ACTIVITY
Retype the part of the arts roundup between "Pia De’ Tolomei" and "of opera companies.", inclusive, without changing anything.

TEXT SECTION
The Sessions at Abbey Road in the Royal Albert Hall was either going to be a very good or very bad idea. It’s really only a tribute show, but probably the ultimate in tribute shows, recreating 60 songs recorded in the iconic studio in a replica of that studio with a cast of 45 and the most stunning projections, sometimes onto a scrim and sometimes onto gauze screens on all sides. A truly amazing experience.

Show of Hands aren’t a band, well a folk duo, I know well, but I fancied seeing them in the Sam Wanamaker Playhouse and it was an absolute gem. Unamplified and by candlelight, with really funny (but brief) banter between songs. A delight from start to finish.

Opera

Pia De’ Tolomei is a rare Donizetti given it’s UK premiere (?) by English Touring Opera. I caught it at the Cambridge Arts Theatre while I was working up there. Though I wasn’t mad keen on the production or design, it was musically very good and I did wonder why it isn’t in the repertoire of opera companies.

Dance

It’s hard to imagine two more contrasting dance pieces than the pairing by Pontus Lidberg and Javier de Frutos that make up Ballet Boyz Life at Sadler’s Wells. Both were terrific and the dancing of the ten athletic young men was thrilling. Long may they continue to produce innovative exciting contemporary dance like this.

Film

Eddie the Eagle was another film that was way better than the critics would have you believe, but perhaps that’s because British feel-good movies are my favourite genre. So glad I followed a friend’s recommendation than reviews again.

Other

 I’m not sure how to categorise either Jonny & the Baptists ‘The End is Nigh’ at the Orange Tree Theatre or Little Bulb’s ‘Wail’ at Battersea Arts Centre. The former is part stand-up, part concert and part theatre about climate change – energetic, infectious fun. The latter is part lecture, part concert, part theatre about whales – quirky, eccentric and charming fun!

SUPPLIED ENTRIES

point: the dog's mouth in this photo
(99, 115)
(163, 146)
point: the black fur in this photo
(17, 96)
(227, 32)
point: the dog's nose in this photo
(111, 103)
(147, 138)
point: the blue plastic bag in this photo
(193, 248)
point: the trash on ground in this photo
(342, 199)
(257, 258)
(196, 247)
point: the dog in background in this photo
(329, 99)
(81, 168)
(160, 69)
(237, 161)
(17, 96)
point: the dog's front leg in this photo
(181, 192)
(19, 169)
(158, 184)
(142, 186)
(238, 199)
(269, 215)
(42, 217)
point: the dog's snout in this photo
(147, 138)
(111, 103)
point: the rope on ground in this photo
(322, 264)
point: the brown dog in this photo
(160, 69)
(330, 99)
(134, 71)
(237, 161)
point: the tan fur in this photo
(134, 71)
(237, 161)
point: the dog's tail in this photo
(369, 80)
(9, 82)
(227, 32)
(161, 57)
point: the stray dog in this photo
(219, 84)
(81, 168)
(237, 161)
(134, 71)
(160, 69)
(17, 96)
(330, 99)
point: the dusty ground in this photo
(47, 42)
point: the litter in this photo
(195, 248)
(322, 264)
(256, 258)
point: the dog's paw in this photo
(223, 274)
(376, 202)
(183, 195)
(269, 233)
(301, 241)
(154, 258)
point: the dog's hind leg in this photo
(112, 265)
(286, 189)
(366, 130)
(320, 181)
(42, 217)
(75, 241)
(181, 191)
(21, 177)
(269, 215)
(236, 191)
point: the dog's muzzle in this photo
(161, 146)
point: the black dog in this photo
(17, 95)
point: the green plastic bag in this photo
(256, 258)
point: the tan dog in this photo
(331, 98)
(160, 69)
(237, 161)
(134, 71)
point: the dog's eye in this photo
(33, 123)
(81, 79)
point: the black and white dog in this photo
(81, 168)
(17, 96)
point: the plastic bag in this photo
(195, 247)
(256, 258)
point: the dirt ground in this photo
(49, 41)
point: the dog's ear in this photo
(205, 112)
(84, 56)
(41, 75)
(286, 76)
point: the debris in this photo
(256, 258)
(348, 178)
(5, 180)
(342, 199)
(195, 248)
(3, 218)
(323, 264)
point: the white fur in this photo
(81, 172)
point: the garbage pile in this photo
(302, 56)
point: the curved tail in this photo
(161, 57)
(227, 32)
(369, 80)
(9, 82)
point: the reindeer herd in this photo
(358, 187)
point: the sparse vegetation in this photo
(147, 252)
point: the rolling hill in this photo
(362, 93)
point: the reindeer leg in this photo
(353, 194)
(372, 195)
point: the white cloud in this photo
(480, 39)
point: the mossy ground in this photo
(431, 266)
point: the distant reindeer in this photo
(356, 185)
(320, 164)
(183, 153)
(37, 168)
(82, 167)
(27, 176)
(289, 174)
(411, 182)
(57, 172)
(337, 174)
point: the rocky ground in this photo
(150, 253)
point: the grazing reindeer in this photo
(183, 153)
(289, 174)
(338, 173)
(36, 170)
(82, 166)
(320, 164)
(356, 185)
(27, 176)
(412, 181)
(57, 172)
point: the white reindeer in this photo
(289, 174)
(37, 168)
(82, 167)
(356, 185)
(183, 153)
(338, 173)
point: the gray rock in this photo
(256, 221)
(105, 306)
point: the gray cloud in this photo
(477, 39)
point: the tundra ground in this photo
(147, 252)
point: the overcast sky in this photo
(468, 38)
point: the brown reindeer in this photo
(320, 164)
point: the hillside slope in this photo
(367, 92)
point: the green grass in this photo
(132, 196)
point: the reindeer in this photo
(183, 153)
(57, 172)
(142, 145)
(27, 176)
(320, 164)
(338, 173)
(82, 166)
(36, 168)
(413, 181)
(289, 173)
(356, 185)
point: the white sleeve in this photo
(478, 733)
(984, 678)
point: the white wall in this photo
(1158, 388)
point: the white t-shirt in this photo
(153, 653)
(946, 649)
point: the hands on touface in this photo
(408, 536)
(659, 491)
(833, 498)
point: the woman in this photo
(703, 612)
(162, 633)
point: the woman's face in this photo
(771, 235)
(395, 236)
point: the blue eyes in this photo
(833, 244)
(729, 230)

EXPECTED OUTPUT
Pia De’ Tolomei is a rare Donizetti given it’s UK premiere (?) by English Touring Opera. I caught it at the Cambridge Arts Theatre while I was working up there. Though I wasn’t mad keen on the production or design, it was musically very good and I did wonder why it isn’t in the repertoire of opera companies.